Problema proposto 1:
Indique se cada afirmação a seguir concorda com o texto sobre a geração Z, respondendo sim ou não e citando literalmente as palavras do texto que decidem a resposta: (a) Os nascidos entre 1995 e 2010 tiveram contato com o mundo digital desde a infância. (b) Segundo Almiro Neto, todas as empresas aplicam testes práticos nos processos seletivos. (c) Larissa Menegasso é estudante de direito.
== Trecho do texto
Chamada de “geração da tecnologia”, a geração Z é conhecida por ser conectada desde cedo, já que os nascidos entre 1995 e 2010 experimentaram o mundo digital desde muito crianças. Ainda assim, ao iniciar no mercado de trabalho, esses jovens vêm surpreendendo empregadores e recrutadores por apresentarem dificuldades básicas ao mexer com computadores.
“Durante processos seletivos para vagas, nós fomos observando dificuldade por parte dos jovens no uso de algumas ferramentas pelo computador, até para acessar chamadas de vídeo”, diz Vitoria Ribeiro, recrutadora da agência de integração Nube. “Achei que era só impressão minha, mas comecei a ver as pessoas comentando nas redes sociais e percebi que é algo que realmente acontece”, conta.
De fato, nos últimos meses, diversos usuários nas redes sociais - em sua maioria, Millennials, nascidos entre 1980 e 1994 - têm compartilhado suas experiências trabalhando com pessoas da geração Z, e todos reclamam da mesma coisa: a falta de habilidade desses jovens ao usar computadores de mesa, desses que têm Windows como sistema operacional e que exigem tarefas em processadores de texto e planilhas.
Geralmente, vagas de estágio ou de jovem aprendiz não tem requisitos focados em ter habilidades com plataformas muito complexas, porém mesmo as mais comuns podem ser desafiadoras para esses jovens. “As empresas exigem conhecimento, não necessariamente cursos, mas conhecimento de algumas plataformas, principalmente ferramentas como Excel, esse é o mais comum”, completa Vitoria.
A estudante de administração Larissa Menegasso, 23, conta que até conseguir a sua atual vaga de estágio teve dificuldades em processos seletivos anteriores. “Hoje eu tenho facilidade com os programas que uso para trabalhar, mas no começo eu não sabia nada. Quando eu via requisitos de conhecimento em Excel, para mexer com planilha, eu desistia da vaga, aquilo me assustava, eu achava que seria humilhada por não saber usar”, diz.
Dependendo do tipo de vaga que está sendo disputada, os processos seletivos tem fases que testam na prática os programas que estão como requisito. “Nem todas as empresas fazem testes práticos, mas quando fazem, muitas vezes os resultados não são satisfatórios”, explicou Almiro Neto, supervisor do CIEE no Ceará.
Vitória também contou que já passou por uma situação engraçada em que uma candidata fugiu de um teste prático: “Uma vez estávamos fazendo a aplicação de um teste para uma vaga de design gráfico, então os candidatos precisavam saber mexer em ferramentas de edição de imagem, como o Photoshop, mas na hora do teste uma candidata pediu para ir ao banheiro e nunca mais voltou”.
====
== Registros para consulta
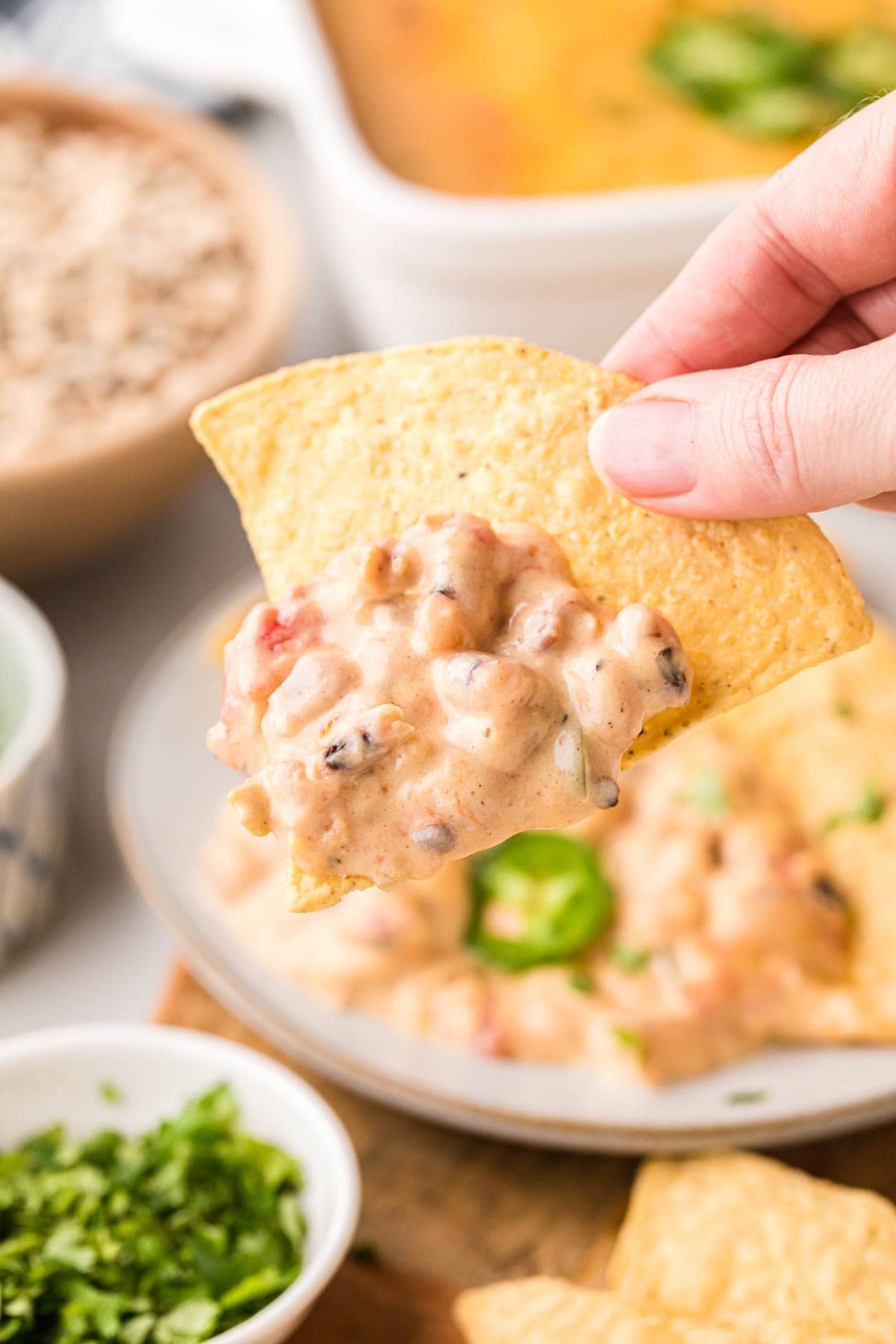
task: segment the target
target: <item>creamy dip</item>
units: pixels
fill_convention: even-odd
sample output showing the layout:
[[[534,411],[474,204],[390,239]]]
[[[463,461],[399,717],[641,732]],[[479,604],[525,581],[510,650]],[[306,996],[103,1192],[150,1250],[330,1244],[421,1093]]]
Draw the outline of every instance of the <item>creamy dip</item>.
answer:
[[[670,1082],[818,1013],[850,1020],[850,913],[762,763],[701,730],[637,766],[614,813],[574,832],[614,891],[613,919],[571,961],[510,973],[467,946],[470,866],[352,892],[296,919],[282,859],[234,823],[206,876],[236,939],[328,1001],[441,1043]]]
[[[536,527],[453,513],[253,607],[210,746],[294,868],[390,888],[614,806],[645,719],[689,692],[664,617],[592,602]]]

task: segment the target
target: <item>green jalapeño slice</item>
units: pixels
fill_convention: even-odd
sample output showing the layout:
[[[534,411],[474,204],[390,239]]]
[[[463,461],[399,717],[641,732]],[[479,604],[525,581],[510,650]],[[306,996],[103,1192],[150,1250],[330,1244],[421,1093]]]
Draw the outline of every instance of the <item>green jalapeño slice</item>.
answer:
[[[524,831],[470,864],[466,945],[500,970],[567,961],[613,917],[594,849],[559,831]]]

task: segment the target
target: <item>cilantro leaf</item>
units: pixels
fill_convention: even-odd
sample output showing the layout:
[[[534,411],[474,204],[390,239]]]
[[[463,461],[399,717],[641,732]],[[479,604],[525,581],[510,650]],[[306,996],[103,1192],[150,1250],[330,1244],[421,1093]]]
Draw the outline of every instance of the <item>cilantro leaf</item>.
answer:
[[[610,961],[623,974],[639,976],[650,965],[650,953],[634,942],[617,941],[610,949]]]
[[[717,770],[711,770],[708,766],[695,771],[690,786],[680,796],[680,801],[699,808],[712,820],[724,817],[731,810],[724,780]]]
[[[302,1172],[222,1083],[154,1129],[0,1152],[0,1344],[200,1344],[300,1273]]]
[[[830,835],[832,831],[837,831],[840,827],[844,827],[850,821],[873,825],[875,821],[880,821],[885,810],[887,800],[884,794],[869,781],[865,784],[852,808],[845,808],[842,812],[834,812],[830,817],[827,817],[822,825],[822,833]]]

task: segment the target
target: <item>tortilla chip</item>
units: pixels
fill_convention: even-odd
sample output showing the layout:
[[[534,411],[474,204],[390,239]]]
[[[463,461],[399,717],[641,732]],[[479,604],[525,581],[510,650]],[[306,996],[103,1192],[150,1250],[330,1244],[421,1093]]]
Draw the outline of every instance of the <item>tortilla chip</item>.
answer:
[[[755,1344],[754,1337],[686,1317],[645,1313],[613,1293],[559,1278],[474,1288],[454,1304],[469,1344]],[[858,1336],[837,1335],[836,1344]],[[834,1344],[823,1331],[770,1325],[764,1344]]]
[[[192,427],[274,598],[345,546],[466,509],[545,528],[591,597],[658,607],[685,646],[693,694],[646,726],[635,759],[870,634],[809,519],[689,521],[607,492],[588,426],[637,387],[520,340],[476,337],[285,368],[204,402]]]
[[[339,905],[349,891],[365,891],[369,878],[345,874],[344,876],[321,876],[305,872],[292,859],[286,864],[286,906],[293,914],[310,914],[313,910],[328,910]]]
[[[610,1262],[642,1310],[772,1339],[790,1320],[892,1344],[896,1208],[767,1157],[720,1153],[642,1167]],[[818,1337],[818,1336],[815,1336]]]
[[[896,637],[869,645],[746,704],[712,728],[763,762],[854,914],[846,985],[806,988],[791,1040],[896,1036]],[[844,820],[865,800],[876,820]],[[869,816],[873,816],[872,808]],[[827,829],[832,821],[840,824]]]

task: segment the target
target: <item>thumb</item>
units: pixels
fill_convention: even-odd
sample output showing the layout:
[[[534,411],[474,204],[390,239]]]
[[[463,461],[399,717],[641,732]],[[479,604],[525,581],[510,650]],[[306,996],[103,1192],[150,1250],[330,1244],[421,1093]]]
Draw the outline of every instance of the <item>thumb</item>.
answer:
[[[896,336],[664,379],[604,411],[588,449],[609,484],[685,517],[770,517],[885,495],[896,489]]]

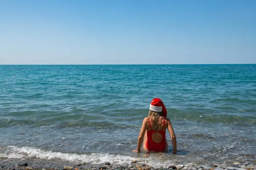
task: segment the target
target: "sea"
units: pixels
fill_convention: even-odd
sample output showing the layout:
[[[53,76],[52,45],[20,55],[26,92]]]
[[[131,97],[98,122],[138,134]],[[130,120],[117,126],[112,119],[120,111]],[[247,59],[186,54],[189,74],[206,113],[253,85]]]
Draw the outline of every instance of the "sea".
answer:
[[[172,154],[136,149],[161,99]],[[256,65],[1,65],[0,157],[92,164],[256,159]]]

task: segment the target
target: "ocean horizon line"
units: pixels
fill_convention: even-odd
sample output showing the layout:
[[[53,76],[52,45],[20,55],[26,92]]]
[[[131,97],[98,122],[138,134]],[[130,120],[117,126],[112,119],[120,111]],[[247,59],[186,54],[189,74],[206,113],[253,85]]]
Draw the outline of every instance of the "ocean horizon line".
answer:
[[[0,64],[0,65],[253,65],[256,63],[215,64]]]

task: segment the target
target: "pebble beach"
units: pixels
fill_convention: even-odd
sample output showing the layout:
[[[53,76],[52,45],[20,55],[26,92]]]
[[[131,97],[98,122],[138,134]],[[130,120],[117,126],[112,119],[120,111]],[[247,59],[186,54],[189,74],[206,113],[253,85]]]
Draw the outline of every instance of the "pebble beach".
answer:
[[[146,163],[133,160],[129,163],[119,164],[106,162],[104,164],[91,164],[79,161],[67,161],[61,159],[47,159],[38,158],[8,159],[0,158],[0,169],[3,170],[254,170],[256,160],[237,159],[233,163],[213,164],[207,165],[170,164],[166,167],[153,167]]]

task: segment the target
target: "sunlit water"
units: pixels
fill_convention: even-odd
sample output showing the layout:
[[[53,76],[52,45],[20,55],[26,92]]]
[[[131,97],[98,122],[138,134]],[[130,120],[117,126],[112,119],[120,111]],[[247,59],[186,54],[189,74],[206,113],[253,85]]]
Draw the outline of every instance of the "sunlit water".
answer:
[[[159,166],[255,158],[256,65],[0,65],[0,156]],[[167,153],[131,152],[154,97],[177,155],[168,132]]]

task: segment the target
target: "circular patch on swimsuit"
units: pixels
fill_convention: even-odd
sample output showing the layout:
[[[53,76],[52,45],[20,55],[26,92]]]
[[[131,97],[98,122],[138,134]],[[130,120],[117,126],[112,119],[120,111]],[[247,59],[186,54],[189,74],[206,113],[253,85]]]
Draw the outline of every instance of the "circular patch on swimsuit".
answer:
[[[159,143],[161,142],[163,136],[161,133],[158,132],[154,132],[152,135],[152,140],[156,143]]]

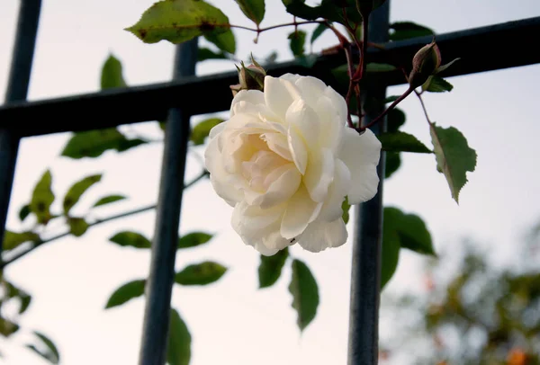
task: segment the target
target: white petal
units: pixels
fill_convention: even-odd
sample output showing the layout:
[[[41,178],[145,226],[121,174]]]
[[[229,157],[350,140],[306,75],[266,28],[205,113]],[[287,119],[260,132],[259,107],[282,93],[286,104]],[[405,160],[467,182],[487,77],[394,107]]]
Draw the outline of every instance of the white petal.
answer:
[[[369,200],[377,193],[381,142],[370,129],[365,129],[362,135],[350,128],[345,129],[338,156],[351,172],[349,203],[358,204]]]
[[[299,239],[299,245],[310,252],[318,253],[342,245],[346,242],[347,236],[346,227],[341,218],[333,222],[317,219],[308,226]]]
[[[281,225],[281,236],[292,239],[301,235],[306,227],[319,216],[322,203],[315,202],[308,191],[301,185],[289,200]]]
[[[328,195],[324,200],[319,219],[327,222],[334,221],[343,216],[341,204],[351,187],[351,173],[339,159],[336,160],[334,181],[328,189]]]
[[[332,151],[328,148],[310,150],[303,182],[311,199],[318,202],[323,202],[333,179],[334,156]]]
[[[298,89],[290,81],[272,76],[265,77],[264,94],[266,106],[281,120],[285,120],[285,113],[292,102],[301,98]]]

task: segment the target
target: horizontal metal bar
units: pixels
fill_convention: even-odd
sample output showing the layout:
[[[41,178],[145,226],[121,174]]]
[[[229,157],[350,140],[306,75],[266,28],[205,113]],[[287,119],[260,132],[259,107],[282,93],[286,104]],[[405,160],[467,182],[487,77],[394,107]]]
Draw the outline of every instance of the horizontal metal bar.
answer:
[[[437,35],[437,44],[445,62],[462,58],[444,76],[540,63],[540,52],[531,46],[539,33],[540,17],[536,17]],[[387,51],[370,49],[369,61],[407,67],[414,53],[430,41],[431,37],[419,37],[387,43]],[[508,47],[504,52],[502,44]],[[336,85],[331,69],[343,63],[344,56],[337,54],[320,57],[312,67],[284,62],[269,67],[268,73],[274,76],[287,72],[310,75],[341,91],[341,87]],[[378,81],[385,85],[403,83],[403,76],[398,72],[379,74]],[[0,128],[9,128],[27,137],[165,120],[171,107],[180,107],[191,115],[222,111],[229,110],[230,105],[229,85],[237,83],[236,72],[228,72],[186,77],[171,83],[13,103],[0,107]],[[212,102],[207,102],[210,94]]]

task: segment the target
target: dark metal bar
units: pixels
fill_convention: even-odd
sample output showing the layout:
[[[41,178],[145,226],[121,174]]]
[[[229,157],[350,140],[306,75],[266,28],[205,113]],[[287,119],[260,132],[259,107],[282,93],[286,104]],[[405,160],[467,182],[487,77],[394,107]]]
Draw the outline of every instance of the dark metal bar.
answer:
[[[178,45],[173,78],[194,75],[196,62],[197,39]],[[172,108],[166,121],[140,365],[163,365],[166,359],[171,292],[184,191],[182,186],[190,133],[189,119],[189,114],[184,111]]]
[[[540,52],[531,49],[540,34],[540,17],[488,27],[440,34],[436,37],[444,62],[462,59],[444,76],[466,75],[540,63]],[[501,40],[511,44],[511,52],[501,52]],[[431,37],[390,42],[388,52],[369,49],[373,62],[410,66],[414,53],[429,43]],[[286,72],[310,75],[344,91],[330,70],[345,63],[342,54],[319,58],[310,68],[285,62],[269,67],[270,75]],[[381,75],[382,74],[382,75]],[[403,83],[399,72],[378,73],[377,83],[389,85]],[[0,106],[0,128],[10,128],[21,136],[36,136],[65,131],[115,127],[120,124],[163,120],[169,108],[176,106],[191,115],[227,111],[231,95],[229,85],[238,83],[236,72],[204,77],[185,77],[172,83],[68,96],[60,99]],[[212,102],[201,102],[212,93]],[[122,111],[111,115],[110,111]],[[76,115],[76,120],[73,116]],[[36,123],[36,120],[47,123]]]
[[[369,18],[368,38],[382,43],[388,40],[390,0],[377,8]],[[371,56],[371,55],[370,55]],[[371,62],[371,58],[366,58]],[[370,84],[364,87],[364,99],[383,99],[384,85]],[[367,124],[382,110],[368,111],[364,119]],[[385,129],[385,120],[371,129],[379,134]],[[382,242],[382,185],[384,181],[384,152],[377,166],[380,177],[374,199],[355,207],[355,239],[351,270],[351,304],[349,308],[348,365],[375,365],[379,351],[379,297],[381,288],[381,245]]]
[[[41,0],[21,1],[11,70],[5,92],[7,105],[25,100],[28,94],[40,9]],[[13,124],[14,123],[14,120]],[[0,179],[0,254],[20,140],[19,131],[7,127],[5,123],[0,124],[0,176],[2,177]]]

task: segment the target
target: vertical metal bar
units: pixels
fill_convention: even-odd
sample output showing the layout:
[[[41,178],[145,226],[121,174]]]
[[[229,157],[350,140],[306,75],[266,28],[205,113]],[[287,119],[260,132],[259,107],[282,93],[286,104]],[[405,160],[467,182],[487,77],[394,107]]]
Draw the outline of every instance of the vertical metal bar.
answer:
[[[197,40],[176,47],[173,78],[194,75]],[[178,98],[181,97],[182,95],[178,95]],[[166,358],[169,308],[190,133],[189,118],[189,115],[178,108],[173,108],[169,111],[166,120],[150,273],[147,281],[140,365],[163,365]]]
[[[41,0],[22,0],[15,33],[5,102],[25,100],[33,60]],[[15,174],[20,138],[8,129],[0,129],[0,254],[5,219]]]
[[[388,40],[390,0],[371,14],[368,38],[373,42]],[[368,85],[365,98],[384,98],[385,85]],[[382,111],[364,117],[369,123]],[[384,130],[385,121],[372,130]],[[382,238],[382,182],[384,153],[377,167],[381,178],[377,194],[371,200],[355,207],[355,240],[349,310],[348,365],[374,365],[378,362],[379,294],[381,286],[381,244]]]

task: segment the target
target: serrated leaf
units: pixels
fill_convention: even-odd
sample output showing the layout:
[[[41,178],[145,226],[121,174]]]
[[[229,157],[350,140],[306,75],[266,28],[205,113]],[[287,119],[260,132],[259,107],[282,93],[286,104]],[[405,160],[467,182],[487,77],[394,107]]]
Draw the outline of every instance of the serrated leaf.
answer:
====
Problema proposto 2:
Devolva todas as linhas dos registros que contêm a palavra "leaf". A diferença entre maiúsculas e minúsculas deve ser respeitada.

Resposta do exercício 1:
(a) Sim: "os nascidos entre 1995 e 2010 experimentaram o mundo digital desde muito crianças".
(b) Não: "Nem todas as empresas fazem testes práticos".
(c) Não: "A estudante de administração Larissa Menegasso".

Resposta do exercício 2:
target: <item>cilantro leaf</item>
Draw the outline of every instance of the <item>cilantro leaf</item>.
target: serrated leaf
Draw the outline of every instance of the serrated leaf.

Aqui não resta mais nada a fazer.